ただし、尿素に明らかな毒性があることは証明されていません。しかし、Kt/Vが透析患者さんの生命予後を予測する有益な情報です。つまり、尿素と並行して、何らかの毒素のある物質が存在しているということです。

こういった経緯から、尿素の除去動態が生命予後と関連することから、小分子物質の指標物質として尿素窒素が使われています。

Kt/Vureaでは尿素窒素の除去率を指標化したものですが、尿素窒素だけでなく、小分子物質全体の透析量の指標となります。

尿素窒素については下記の記事でわかりやすく解説しています。

血中尿素窒素とは血中尿素窒素とはなにかをわかりやすく解説してみた

single-pool Kt/Vについて

ステートメント
1.透析量は,尿素のsingle-pool Kt/Vurea(spKt/V)を用いることを推奨する.(1B)
(中略)

補足
*本ステートメントは,週3回,1回6時間未満の維持血液透析患者を対象とする.

参考:日本透析医学会ガイドライン 第1章 血液透析量(小分子物質)と透析時間

日本透析医学会統計調査委員会が用いているのは、Shinzatoの計算式で求めたsingle-pool Kt/V(spKt/V)です。

また、日本透析医学会のガイドラインでも、Shinzatoの計算式で求めたsingle-pool Kt/V(spKt/V)を用いることを推奨しています。

single-pool Kt/Vの目標

ステートメント
(前略)
2.透析量,月1回以上の定期的な測定を推奨する.
3.実測透析量として,以下の値を採用する.
1)最低確保すげき透析量として,spKt/V 1.2を推奨する.(1B)
2)目標透析量としては,spKt/V 1.4以上が望ましい.(2B)

補足
*本ステートメントは,週3回,1回6時間未満の維持血液透析患者を対象とする.

参考:日本透析医学会ガイドライン 第1章 血液透析量(小分子物質)と透析時間

日本透析医学会のガイドラインでは、spKt/Vを月1回以上測定し、最低 1.2、目標値1.4以上となるように管理することが推奨されています。

_ _ _ _ _ _ _

### [指示]
1. 本文の「ただし、尿素に明らかな毒性が」から「いることを推奨する.(1B)」までを一字も変えずに書き写せ。
2. 次の(a)〜(c)が本文と合うかどうか、それぞれ「はい」か「いいえ」で答え、判断の決め手となる本文の語句をそのまま引用せよ。
(a) 尿素に明らかな毒性があることは証明されている。
(b) 日本透析医学会統計調査委員会は、Shinzatoの計算式で求めたspKt/Vを用いている。
(c) 目標透析量としては、spKt/V 1.2以上が望ましいとされている。
3. 本文をもとに、次の問いに答えよ。
(a) 小分子物質の指標物質として使われているのは何か。
(b) ステートメントが対象とするのはどのような患者か。
(c) ガイドラインでは、spKt/Vをどのくらいの頻度で測定するよう推奨しているか。
本文の内容だけを根拠にする。

_ _ _ _ _ _ _

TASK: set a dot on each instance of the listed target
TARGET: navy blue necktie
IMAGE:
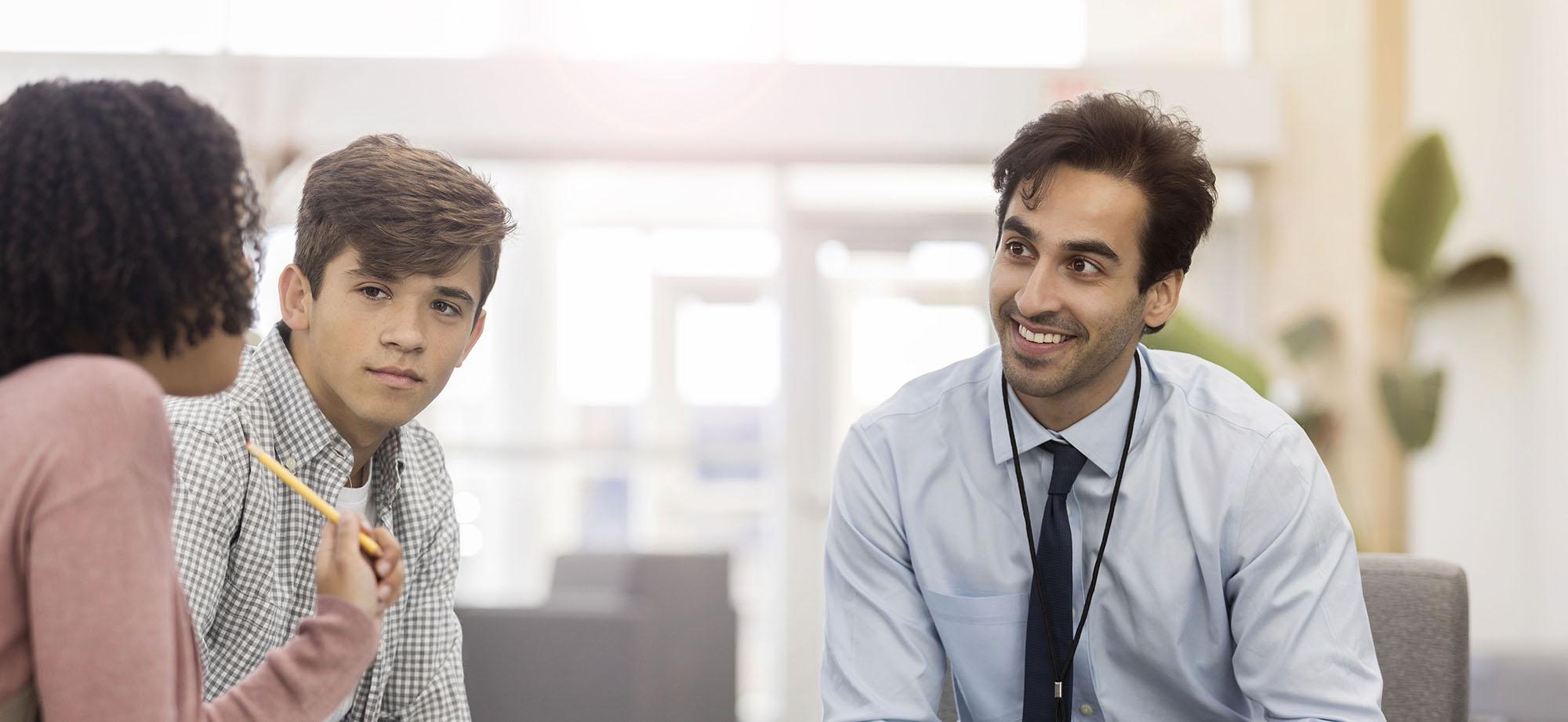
(1056, 581)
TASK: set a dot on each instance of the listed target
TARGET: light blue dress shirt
(1230, 589)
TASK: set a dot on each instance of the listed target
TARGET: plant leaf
(1417, 208)
(1478, 274)
(1412, 399)
(1308, 336)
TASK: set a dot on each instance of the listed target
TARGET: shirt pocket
(984, 637)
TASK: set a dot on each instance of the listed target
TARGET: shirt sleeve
(107, 619)
(209, 493)
(103, 593)
(432, 670)
(1304, 645)
(882, 656)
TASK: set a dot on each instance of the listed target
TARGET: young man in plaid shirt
(397, 252)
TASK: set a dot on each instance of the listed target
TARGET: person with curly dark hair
(128, 253)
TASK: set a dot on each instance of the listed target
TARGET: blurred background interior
(742, 223)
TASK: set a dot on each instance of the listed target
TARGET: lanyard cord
(1029, 526)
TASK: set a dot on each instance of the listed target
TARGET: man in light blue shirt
(1230, 587)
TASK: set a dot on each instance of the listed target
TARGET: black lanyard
(1029, 531)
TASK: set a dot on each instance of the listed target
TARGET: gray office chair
(645, 637)
(1420, 615)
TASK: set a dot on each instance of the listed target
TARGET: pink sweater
(92, 609)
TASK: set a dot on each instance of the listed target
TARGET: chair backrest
(1420, 614)
(1420, 617)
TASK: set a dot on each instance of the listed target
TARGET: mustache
(1054, 319)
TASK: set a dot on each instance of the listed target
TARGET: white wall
(1489, 493)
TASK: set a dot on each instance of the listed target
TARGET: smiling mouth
(396, 379)
(1039, 343)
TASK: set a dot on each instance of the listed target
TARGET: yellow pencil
(311, 496)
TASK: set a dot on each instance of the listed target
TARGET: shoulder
(1207, 394)
(220, 415)
(959, 383)
(84, 419)
(82, 391)
(423, 468)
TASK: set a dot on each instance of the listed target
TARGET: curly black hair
(126, 222)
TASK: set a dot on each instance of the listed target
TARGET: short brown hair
(405, 209)
(1130, 139)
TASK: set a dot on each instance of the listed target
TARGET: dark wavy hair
(126, 222)
(1130, 139)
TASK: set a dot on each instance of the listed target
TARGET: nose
(1039, 296)
(405, 330)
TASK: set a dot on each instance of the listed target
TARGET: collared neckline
(1098, 435)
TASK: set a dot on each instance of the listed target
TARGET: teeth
(1042, 338)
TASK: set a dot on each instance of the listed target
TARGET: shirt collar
(303, 430)
(1098, 435)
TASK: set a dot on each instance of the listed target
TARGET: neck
(1069, 407)
(361, 435)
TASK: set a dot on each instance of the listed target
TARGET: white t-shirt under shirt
(363, 502)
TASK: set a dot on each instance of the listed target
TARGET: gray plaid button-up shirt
(247, 543)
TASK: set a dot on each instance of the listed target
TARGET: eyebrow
(1091, 247)
(371, 275)
(446, 291)
(1094, 249)
(456, 292)
(1018, 227)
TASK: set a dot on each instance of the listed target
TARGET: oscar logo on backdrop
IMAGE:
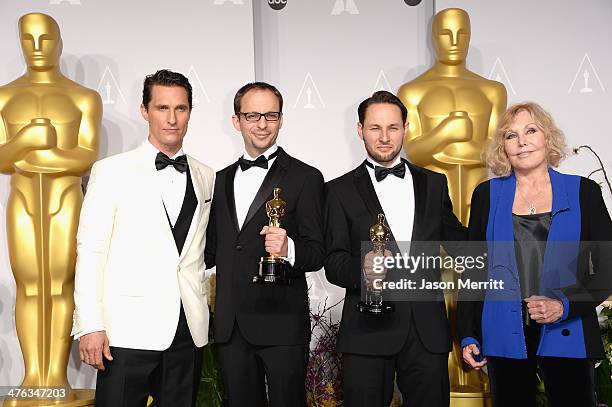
(48, 140)
(452, 112)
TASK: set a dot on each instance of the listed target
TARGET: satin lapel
(145, 168)
(363, 182)
(229, 195)
(199, 186)
(419, 182)
(367, 192)
(271, 181)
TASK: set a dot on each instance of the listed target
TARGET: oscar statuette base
(272, 270)
(371, 308)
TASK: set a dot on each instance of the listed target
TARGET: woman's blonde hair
(495, 157)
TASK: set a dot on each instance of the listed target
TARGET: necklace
(532, 208)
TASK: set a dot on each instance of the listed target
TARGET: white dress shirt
(246, 185)
(171, 185)
(396, 196)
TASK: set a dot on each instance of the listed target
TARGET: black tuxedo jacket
(350, 210)
(266, 314)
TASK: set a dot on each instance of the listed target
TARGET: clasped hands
(542, 310)
(37, 138)
(277, 243)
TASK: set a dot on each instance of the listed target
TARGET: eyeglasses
(256, 116)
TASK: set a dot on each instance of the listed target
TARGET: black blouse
(530, 235)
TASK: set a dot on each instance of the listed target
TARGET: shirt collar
(397, 160)
(266, 153)
(152, 150)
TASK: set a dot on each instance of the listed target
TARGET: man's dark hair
(382, 96)
(164, 77)
(259, 86)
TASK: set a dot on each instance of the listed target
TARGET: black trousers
(568, 382)
(248, 368)
(422, 377)
(171, 376)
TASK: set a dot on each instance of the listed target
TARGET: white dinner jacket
(130, 278)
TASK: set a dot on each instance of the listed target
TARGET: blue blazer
(578, 214)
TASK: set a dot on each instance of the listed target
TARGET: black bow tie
(162, 161)
(381, 172)
(261, 162)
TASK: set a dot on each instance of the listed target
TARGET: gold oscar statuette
(48, 139)
(272, 269)
(373, 303)
(452, 113)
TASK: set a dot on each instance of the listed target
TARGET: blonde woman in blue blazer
(545, 235)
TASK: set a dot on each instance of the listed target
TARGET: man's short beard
(379, 158)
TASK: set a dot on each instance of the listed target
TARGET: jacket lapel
(229, 195)
(419, 182)
(199, 186)
(271, 181)
(145, 169)
(363, 183)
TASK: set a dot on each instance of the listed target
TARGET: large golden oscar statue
(451, 114)
(48, 140)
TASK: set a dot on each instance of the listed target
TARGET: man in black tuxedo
(263, 331)
(414, 340)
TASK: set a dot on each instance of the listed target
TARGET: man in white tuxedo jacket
(141, 311)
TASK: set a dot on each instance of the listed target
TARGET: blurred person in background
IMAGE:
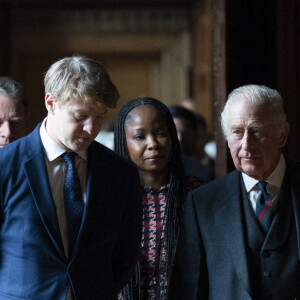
(187, 132)
(13, 110)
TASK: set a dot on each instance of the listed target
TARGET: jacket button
(266, 254)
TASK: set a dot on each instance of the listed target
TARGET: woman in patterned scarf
(146, 134)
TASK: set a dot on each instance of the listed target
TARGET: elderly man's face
(75, 124)
(254, 142)
(12, 120)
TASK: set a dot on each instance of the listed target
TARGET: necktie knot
(263, 188)
(264, 207)
(73, 200)
(69, 157)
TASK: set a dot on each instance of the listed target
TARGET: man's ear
(50, 103)
(284, 135)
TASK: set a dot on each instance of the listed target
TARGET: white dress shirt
(57, 168)
(274, 182)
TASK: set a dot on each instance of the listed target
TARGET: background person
(145, 132)
(240, 234)
(187, 132)
(70, 207)
(13, 110)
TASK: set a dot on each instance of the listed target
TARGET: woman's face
(148, 139)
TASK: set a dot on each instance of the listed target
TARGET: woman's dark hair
(176, 192)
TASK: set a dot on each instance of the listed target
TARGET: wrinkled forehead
(246, 110)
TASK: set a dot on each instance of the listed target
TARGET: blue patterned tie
(264, 207)
(73, 200)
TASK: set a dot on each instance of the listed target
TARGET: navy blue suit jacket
(212, 259)
(32, 261)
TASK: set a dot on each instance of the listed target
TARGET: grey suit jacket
(212, 260)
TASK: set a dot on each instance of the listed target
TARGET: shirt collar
(52, 149)
(275, 178)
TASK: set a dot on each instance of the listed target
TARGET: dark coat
(33, 265)
(213, 254)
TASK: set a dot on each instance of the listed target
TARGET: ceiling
(99, 3)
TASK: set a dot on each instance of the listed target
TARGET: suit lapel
(97, 185)
(293, 177)
(37, 177)
(231, 223)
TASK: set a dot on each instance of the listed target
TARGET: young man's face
(12, 120)
(75, 124)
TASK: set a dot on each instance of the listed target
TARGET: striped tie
(264, 207)
(73, 200)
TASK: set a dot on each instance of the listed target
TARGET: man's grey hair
(80, 78)
(258, 94)
(14, 90)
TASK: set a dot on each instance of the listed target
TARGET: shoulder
(99, 153)
(191, 182)
(217, 187)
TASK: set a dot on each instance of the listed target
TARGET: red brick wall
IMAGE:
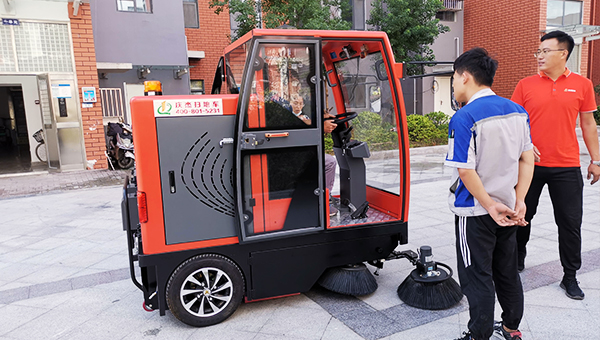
(510, 31)
(587, 10)
(212, 37)
(594, 48)
(87, 75)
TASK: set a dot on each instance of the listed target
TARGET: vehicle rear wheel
(205, 290)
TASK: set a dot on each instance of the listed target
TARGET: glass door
(279, 156)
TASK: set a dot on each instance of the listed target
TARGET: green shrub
(420, 128)
(379, 135)
(438, 118)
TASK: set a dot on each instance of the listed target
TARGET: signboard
(191, 107)
(8, 21)
(89, 94)
(61, 90)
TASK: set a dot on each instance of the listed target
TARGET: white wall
(36, 10)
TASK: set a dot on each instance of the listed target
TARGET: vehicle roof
(326, 34)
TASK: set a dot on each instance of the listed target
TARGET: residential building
(511, 31)
(46, 59)
(67, 68)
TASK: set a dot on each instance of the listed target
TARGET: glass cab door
(279, 157)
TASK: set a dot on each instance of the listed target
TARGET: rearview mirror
(375, 98)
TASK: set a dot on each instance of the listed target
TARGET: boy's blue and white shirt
(489, 134)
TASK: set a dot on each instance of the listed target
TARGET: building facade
(46, 59)
(511, 31)
(67, 68)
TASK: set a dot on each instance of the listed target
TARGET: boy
(489, 146)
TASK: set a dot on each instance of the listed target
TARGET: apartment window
(564, 12)
(140, 6)
(197, 86)
(446, 16)
(190, 14)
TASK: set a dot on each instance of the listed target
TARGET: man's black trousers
(565, 186)
(487, 262)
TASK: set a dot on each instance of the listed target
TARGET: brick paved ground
(35, 184)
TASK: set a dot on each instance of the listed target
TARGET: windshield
(366, 90)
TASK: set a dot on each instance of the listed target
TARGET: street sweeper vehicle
(229, 198)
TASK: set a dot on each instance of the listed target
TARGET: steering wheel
(343, 117)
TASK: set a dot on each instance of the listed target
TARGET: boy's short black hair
(563, 38)
(479, 64)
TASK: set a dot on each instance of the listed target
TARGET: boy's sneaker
(466, 336)
(500, 332)
(571, 287)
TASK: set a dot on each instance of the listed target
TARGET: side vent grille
(208, 175)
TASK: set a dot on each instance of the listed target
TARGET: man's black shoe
(571, 287)
(500, 332)
(466, 336)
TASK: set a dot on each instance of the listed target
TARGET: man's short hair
(563, 38)
(479, 64)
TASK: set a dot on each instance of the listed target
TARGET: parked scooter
(119, 145)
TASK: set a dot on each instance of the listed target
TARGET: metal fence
(453, 5)
(112, 103)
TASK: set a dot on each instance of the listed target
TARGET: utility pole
(259, 13)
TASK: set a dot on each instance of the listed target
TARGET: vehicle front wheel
(205, 290)
(124, 162)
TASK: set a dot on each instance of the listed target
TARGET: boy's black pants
(487, 259)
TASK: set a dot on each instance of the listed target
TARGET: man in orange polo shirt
(553, 98)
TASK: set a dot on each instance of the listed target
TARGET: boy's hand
(520, 209)
(536, 154)
(502, 214)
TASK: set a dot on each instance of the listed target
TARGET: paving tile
(561, 323)
(539, 298)
(337, 330)
(47, 274)
(14, 316)
(430, 331)
(304, 323)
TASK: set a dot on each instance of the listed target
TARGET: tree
(410, 25)
(302, 14)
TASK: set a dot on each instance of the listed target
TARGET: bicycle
(40, 149)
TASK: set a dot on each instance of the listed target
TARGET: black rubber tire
(189, 267)
(40, 152)
(124, 162)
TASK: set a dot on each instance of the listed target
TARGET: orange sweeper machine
(228, 200)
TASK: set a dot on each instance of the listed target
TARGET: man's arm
(498, 211)
(526, 166)
(328, 124)
(590, 137)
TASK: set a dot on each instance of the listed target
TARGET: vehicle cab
(231, 186)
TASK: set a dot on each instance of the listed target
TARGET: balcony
(453, 5)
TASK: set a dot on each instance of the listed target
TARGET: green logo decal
(164, 108)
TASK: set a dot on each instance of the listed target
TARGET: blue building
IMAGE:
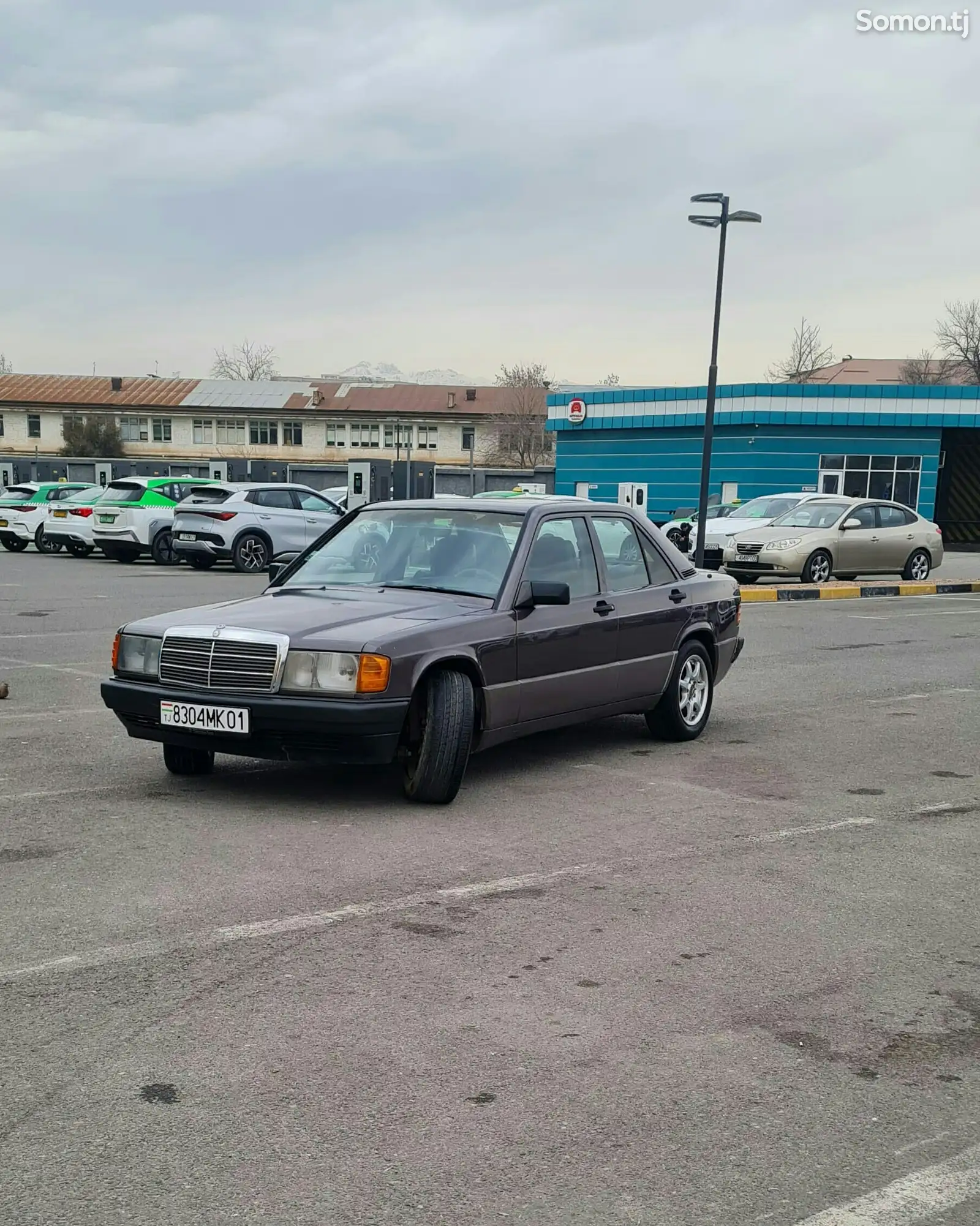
(919, 445)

_ _ _ _ _ _ _

### [解答]
1.
ただし、尿素に明らかな毒性があることは証明されていません。しかし、Kt/Vが透析患者さんの生命予後を予測する有益な情報です。つまり、尿素と並行して、何らかの毒素のある物質が存在しているということです。

こういった経緯から、尿素の除去動態が生命予後と関連することから、小分子物質の指標物質として尿素窒素が使われています。

Kt/Vureaでは尿素窒素の除去率を指標化したものですが、尿素窒素だけでなく、小分子物質全体の透析量の指標となります。

尿素窒素については下記の記事でわかりやすく解説しています。

血中尿素窒素とは血中尿素窒素とはなにかをわかりやすく解説してみた

single-pool Kt/Vについて

ステートメント
1.透析量は,尿素のsingle-pool Kt/Vurea(spKt/V)を用いることを推奨する.(1B)

2.
(a) いいえ。「尿素に明らかな毒性があることは証明されていません」
(b) はい。「日本透析医学会統計調査委員会が用いているのは、Shinzatoの計算式で求めたsingle-pool Kt/V(spKt/V)です」
(c) いいえ。「目標透析量としては,spKt/V 1.4以上が望ましい」

3.
(a) 尿素窒素
(b) 週3回、1回6時間未満の維持血液透析患者
(c) 月1回以上